» Exercise instructions
Reproduce the following records exactly from the line containing "One point belongs on each instance of the chrome" onward, ending with the last line and including it.

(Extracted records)
· · · ·

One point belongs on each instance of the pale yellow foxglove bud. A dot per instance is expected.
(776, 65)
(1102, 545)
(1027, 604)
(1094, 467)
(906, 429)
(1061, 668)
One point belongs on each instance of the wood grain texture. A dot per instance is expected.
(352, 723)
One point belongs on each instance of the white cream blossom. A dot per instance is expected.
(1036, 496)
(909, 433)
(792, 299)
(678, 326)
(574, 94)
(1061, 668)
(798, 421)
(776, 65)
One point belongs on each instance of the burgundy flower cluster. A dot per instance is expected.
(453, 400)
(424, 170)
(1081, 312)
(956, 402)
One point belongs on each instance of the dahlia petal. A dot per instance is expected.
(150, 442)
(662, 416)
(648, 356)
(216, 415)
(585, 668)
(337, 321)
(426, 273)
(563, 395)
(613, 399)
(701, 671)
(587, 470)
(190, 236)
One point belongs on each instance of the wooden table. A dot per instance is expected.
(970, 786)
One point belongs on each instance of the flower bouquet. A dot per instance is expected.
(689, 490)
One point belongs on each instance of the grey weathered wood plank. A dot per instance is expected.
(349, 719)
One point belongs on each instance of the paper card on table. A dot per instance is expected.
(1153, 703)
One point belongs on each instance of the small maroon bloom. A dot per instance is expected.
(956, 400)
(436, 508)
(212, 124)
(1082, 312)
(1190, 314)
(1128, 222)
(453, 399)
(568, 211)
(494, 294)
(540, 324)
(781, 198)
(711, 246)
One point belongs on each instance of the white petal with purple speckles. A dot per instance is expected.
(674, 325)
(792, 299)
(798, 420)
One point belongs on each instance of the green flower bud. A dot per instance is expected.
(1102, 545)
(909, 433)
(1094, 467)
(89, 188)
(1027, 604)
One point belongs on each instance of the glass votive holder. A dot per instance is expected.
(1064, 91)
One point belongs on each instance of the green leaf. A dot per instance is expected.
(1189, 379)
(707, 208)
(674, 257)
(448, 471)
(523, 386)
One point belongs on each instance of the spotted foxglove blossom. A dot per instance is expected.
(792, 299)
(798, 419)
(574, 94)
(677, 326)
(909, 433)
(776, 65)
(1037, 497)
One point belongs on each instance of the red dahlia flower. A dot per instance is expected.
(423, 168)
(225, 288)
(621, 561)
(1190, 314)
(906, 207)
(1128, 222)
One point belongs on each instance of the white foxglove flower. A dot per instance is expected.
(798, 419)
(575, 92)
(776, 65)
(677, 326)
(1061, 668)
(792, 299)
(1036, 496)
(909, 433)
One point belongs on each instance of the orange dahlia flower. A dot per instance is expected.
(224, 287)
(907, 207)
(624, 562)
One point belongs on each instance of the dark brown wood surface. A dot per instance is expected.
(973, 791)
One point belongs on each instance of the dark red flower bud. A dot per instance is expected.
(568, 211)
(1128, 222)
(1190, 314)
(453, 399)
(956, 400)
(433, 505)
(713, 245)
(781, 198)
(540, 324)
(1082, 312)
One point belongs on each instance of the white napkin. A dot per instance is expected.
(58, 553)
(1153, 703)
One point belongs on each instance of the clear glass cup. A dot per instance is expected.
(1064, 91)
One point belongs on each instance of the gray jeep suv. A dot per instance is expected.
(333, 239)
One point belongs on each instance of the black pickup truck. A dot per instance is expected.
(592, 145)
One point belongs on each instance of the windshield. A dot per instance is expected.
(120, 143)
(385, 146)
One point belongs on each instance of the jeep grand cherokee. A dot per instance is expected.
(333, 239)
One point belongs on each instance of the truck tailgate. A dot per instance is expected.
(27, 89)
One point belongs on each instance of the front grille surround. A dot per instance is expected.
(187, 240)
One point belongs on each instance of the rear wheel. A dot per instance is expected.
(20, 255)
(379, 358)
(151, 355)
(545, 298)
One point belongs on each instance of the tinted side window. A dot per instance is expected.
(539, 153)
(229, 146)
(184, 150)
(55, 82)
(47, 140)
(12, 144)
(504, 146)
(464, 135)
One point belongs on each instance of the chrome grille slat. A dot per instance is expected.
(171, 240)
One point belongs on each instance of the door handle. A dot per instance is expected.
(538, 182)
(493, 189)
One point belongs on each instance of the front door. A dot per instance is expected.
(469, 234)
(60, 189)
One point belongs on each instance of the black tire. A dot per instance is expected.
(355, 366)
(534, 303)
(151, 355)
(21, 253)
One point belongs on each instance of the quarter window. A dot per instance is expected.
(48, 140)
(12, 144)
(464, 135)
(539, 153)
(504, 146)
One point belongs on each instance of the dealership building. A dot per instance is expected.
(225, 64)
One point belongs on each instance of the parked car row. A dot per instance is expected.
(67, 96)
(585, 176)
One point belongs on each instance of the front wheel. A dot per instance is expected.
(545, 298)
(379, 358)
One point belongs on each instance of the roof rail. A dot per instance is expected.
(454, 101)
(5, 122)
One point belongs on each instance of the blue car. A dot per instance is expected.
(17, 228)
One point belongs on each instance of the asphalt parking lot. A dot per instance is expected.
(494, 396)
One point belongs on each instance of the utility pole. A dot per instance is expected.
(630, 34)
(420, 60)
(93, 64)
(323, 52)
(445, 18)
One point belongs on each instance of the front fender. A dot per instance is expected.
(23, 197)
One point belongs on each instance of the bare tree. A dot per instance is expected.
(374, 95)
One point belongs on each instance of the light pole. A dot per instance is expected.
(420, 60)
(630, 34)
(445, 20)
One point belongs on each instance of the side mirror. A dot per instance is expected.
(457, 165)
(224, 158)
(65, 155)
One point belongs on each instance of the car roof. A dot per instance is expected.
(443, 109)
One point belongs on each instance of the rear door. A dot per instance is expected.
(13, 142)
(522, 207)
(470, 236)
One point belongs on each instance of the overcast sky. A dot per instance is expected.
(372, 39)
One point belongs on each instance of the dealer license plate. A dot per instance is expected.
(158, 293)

· · · ·

» Finished answer
One point belongs on each instance of the chrome grille slat. A dot per instance is expected.
(171, 240)
One point belongs on each instance of the door handle. A dot per instance is expected.
(538, 182)
(493, 189)
One point belongs on each instance of the front door. A dot per instance is expected.
(469, 234)
(60, 189)
One point belongs on each instance of the black tire. A dot per instance is expected.
(355, 366)
(534, 303)
(151, 355)
(21, 253)
One point belongs on each instance of the quarter window. A dot per instance is expected.
(48, 140)
(12, 144)
(464, 135)
(539, 153)
(504, 146)
One point belongs on each instance of the dealership building. A dot per instance is expected.
(225, 64)
One point belongs on each instance of the parked car row. A dot per instance is expected.
(67, 96)
(585, 176)
One point belongs on each instance of the front wheel. A dot per instance is expected.
(545, 298)
(379, 358)
One point belongs on each instance of the roof rail. A dot per instance is expected.
(454, 101)
(5, 122)
One point belongs on each instance of the blue car. A dot per instance is expected.
(17, 228)
One point belongs on each instance of the asphalt parking lot. A dot per instance is expected.
(494, 396)
One point belongs on each instance of the utility pole. A dot per instance is expected.
(630, 34)
(420, 60)
(93, 64)
(323, 52)
(445, 18)
One point belongs on each instance of the front fender. A dot per instance is expected.
(23, 197)
One point belongs on each instance of the bare tree. A dot per instance is expected.
(374, 95)
One point belongs on each instance of the light pole. A dot per instance is expected.
(420, 60)
(630, 34)
(445, 20)
One point belongs on each instance of the side mirror. A dot per instance is expected.
(457, 165)
(224, 158)
(65, 155)
One point belongs on each instance of the car roof. A dot per instance is expected.
(443, 109)
One point belongs on each instance of the rear door. A dot per instance is expected.
(13, 142)
(522, 207)
(470, 236)
One point belongs on each instance of the overcast sky. A dot per instance is expected.
(372, 39)
One point belongs on each instance of the dealer license plate. A dot per instance is expected.
(158, 293)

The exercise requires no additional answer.